*What the task requires*
Set out exactly every line of the entries below, starting at the line that holds "Task: place a pin on each instance of the shirtless" and stopping after the line that holds "Task: place a pin on each instance of the rear door.".

*Collected data entries*

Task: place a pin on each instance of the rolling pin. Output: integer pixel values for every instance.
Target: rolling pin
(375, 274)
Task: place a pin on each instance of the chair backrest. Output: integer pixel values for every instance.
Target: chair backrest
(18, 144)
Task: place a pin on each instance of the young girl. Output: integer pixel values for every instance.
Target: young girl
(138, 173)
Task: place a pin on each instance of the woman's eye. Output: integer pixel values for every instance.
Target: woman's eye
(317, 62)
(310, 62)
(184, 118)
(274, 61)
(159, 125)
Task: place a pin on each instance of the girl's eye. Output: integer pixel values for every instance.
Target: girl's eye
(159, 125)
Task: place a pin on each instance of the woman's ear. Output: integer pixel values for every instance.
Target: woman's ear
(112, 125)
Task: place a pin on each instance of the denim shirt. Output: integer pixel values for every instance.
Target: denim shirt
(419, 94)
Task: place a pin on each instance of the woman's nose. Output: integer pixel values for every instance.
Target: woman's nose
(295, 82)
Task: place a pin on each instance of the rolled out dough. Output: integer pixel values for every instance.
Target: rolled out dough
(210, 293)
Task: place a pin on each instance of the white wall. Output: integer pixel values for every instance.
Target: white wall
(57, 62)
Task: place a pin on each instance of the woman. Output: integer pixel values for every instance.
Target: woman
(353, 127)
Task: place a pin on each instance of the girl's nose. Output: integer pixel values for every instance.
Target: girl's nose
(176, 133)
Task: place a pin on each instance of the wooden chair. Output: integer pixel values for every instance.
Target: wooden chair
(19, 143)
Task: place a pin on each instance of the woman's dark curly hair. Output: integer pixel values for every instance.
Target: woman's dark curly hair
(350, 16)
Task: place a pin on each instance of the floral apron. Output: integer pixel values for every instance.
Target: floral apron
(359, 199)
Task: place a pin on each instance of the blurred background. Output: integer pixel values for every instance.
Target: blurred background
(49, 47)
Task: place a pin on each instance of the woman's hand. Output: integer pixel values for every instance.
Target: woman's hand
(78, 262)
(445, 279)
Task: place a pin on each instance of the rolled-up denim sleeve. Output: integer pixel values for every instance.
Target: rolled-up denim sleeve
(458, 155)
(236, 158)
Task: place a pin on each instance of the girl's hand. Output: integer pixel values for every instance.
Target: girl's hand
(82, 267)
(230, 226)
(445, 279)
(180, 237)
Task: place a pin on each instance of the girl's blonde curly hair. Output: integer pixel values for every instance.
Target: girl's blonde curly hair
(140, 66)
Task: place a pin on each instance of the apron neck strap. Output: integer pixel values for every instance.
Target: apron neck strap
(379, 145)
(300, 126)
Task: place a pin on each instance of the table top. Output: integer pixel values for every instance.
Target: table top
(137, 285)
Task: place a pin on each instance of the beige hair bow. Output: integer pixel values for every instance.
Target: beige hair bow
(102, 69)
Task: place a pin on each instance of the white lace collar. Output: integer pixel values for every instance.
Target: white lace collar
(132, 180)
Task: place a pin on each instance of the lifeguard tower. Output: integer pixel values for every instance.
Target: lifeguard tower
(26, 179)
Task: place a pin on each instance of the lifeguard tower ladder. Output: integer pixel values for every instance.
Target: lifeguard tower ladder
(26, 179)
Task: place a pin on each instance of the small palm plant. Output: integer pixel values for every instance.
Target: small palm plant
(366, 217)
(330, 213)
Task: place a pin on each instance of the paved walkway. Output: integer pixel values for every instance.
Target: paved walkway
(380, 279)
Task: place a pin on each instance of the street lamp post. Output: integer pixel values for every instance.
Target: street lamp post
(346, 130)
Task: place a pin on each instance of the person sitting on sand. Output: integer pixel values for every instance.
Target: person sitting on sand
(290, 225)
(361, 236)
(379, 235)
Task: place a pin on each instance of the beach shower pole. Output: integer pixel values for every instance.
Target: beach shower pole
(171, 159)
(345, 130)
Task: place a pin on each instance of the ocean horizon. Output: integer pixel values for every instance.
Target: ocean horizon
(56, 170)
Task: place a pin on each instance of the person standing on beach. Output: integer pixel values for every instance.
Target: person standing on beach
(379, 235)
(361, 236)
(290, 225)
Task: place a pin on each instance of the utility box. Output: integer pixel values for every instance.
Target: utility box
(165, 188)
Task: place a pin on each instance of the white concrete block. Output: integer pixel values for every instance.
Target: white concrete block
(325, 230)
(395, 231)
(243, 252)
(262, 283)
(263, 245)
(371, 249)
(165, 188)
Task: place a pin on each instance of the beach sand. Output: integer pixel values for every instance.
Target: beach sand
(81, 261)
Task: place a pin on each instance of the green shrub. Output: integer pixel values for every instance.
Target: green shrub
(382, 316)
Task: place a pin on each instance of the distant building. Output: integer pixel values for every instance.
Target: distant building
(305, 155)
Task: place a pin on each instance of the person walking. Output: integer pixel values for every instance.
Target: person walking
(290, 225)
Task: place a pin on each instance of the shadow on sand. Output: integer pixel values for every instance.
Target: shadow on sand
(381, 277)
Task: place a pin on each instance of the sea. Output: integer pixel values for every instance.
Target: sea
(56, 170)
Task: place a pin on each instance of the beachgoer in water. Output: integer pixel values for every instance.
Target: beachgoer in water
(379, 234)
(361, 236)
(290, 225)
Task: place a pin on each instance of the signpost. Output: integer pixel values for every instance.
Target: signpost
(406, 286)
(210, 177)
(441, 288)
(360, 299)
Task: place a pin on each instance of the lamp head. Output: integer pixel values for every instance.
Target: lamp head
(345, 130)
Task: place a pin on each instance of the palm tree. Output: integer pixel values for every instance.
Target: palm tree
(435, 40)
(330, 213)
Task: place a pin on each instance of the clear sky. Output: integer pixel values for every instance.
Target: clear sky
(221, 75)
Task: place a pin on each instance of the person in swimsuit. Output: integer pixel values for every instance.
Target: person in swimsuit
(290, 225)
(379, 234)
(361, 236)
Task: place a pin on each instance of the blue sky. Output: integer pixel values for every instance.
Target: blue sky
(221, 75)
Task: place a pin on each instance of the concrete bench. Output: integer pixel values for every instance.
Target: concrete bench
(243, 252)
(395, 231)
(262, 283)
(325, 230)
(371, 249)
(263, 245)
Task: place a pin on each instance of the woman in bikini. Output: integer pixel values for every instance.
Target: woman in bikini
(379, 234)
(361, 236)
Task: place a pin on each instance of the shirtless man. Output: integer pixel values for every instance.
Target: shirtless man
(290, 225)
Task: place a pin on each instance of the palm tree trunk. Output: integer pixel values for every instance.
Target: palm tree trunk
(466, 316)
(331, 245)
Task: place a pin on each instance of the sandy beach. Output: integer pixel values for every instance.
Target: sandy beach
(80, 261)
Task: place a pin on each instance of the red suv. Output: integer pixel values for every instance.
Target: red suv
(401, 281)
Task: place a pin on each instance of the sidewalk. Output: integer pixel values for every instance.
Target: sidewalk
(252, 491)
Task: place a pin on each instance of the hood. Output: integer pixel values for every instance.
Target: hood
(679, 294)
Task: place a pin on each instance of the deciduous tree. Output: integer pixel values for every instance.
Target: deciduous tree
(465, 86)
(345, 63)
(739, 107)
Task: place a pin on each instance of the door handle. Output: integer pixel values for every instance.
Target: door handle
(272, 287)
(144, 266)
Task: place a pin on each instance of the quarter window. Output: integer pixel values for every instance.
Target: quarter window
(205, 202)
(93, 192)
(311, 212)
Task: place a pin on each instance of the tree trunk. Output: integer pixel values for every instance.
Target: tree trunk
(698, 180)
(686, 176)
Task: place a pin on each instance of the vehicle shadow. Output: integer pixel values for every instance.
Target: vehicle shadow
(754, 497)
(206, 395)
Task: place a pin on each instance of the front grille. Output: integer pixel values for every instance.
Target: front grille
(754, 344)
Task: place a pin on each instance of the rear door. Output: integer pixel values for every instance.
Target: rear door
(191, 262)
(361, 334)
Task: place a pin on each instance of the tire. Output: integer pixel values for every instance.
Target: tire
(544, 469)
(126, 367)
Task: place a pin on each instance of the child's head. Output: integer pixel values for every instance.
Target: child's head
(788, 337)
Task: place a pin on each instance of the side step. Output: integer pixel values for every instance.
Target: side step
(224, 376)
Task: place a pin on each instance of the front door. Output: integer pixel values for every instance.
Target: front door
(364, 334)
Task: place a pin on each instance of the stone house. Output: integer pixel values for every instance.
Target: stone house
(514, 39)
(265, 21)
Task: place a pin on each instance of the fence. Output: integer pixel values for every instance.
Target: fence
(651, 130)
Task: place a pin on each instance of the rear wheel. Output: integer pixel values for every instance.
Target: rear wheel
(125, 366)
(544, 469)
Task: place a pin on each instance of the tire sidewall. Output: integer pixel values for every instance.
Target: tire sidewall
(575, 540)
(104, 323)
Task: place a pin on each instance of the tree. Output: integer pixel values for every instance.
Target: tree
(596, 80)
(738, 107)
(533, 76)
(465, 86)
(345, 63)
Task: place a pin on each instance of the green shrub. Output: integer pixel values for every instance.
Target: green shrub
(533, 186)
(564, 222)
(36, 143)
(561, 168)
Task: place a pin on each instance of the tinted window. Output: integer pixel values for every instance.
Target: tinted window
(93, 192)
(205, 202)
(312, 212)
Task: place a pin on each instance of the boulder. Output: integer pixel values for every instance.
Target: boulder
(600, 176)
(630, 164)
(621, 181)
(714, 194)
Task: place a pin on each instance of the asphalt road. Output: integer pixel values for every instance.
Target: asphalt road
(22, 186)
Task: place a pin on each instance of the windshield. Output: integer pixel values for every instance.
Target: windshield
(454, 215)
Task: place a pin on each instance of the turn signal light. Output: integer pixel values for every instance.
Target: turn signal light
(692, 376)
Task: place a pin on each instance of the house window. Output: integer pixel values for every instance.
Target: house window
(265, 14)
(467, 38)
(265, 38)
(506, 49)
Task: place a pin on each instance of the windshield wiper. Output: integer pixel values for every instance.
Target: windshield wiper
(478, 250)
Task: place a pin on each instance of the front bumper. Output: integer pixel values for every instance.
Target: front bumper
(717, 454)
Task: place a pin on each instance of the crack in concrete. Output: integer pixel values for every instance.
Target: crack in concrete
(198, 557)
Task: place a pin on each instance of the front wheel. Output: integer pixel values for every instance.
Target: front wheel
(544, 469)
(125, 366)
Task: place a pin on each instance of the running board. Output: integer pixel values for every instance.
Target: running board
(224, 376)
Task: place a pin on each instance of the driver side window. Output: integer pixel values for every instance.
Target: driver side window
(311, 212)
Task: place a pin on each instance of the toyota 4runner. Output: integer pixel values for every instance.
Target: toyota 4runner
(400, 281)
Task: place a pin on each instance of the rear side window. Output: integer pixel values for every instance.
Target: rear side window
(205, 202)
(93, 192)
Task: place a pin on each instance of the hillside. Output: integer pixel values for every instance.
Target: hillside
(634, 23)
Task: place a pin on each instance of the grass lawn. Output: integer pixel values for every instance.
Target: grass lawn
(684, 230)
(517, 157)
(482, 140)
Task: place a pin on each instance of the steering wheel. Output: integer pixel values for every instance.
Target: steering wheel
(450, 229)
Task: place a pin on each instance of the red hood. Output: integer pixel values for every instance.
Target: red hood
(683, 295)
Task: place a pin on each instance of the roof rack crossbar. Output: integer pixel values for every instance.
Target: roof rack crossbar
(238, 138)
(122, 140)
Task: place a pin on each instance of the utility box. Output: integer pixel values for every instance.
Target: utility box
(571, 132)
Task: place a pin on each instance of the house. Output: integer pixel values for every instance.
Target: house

*Your response*
Task: place a pin on each instance of the shirtless man. Output: integer pixel values for every instance.
Target: shirtless man
(290, 225)
Task: place a pin on each instance of the palm tree trunk. Output: integer pixel values for every instance.
Target: palm tree trunk
(466, 316)
(331, 245)
Task: place a pin on each instance of the sandy beach. Output: integer pixel values for every instance.
Target: sandy beach
(80, 261)
Task: place a pin on each instance of the red suv. Output: integer pixel values for every instance.
Target: red suv
(401, 281)
Task: place a pin on each instance of the sidewalk. Output: integer pixel values for every instance.
Target: sidewalk
(252, 491)
Task: place a pin on each instance of the hood. Output: integer pixel values for every instance.
Target: hood
(679, 294)
Task: place a pin on each instance of the deciduous tree. Output: integer pixel values for every instance.
Target: deciduous tree
(465, 86)
(345, 63)
(739, 107)
Task: place a pin on each instance of the door handle. Output: integer pixel values for every instance.
Target: door handle
(272, 287)
(144, 266)
Task: place a pin on each instance of the quarter window. Output: integer pixel values for every instance.
Target: quarter window
(205, 202)
(93, 192)
(311, 212)
Task: place a pin on each instance of the tree trunk. Output: integer pixel values for every instance.
Target: tree trunk
(698, 180)
(686, 176)
Task: place a pin on each instance of the vehicle shadow. Output: integer pixel values for every instance.
Target: vehicle shadow
(754, 497)
(206, 395)
Task: place a pin on each instance of the front grille. Output: integer pixel values for every instance.
Target: front grille
(754, 344)
Task: place a pin on each instance of the rear door. Output: integer pixel values for every instance.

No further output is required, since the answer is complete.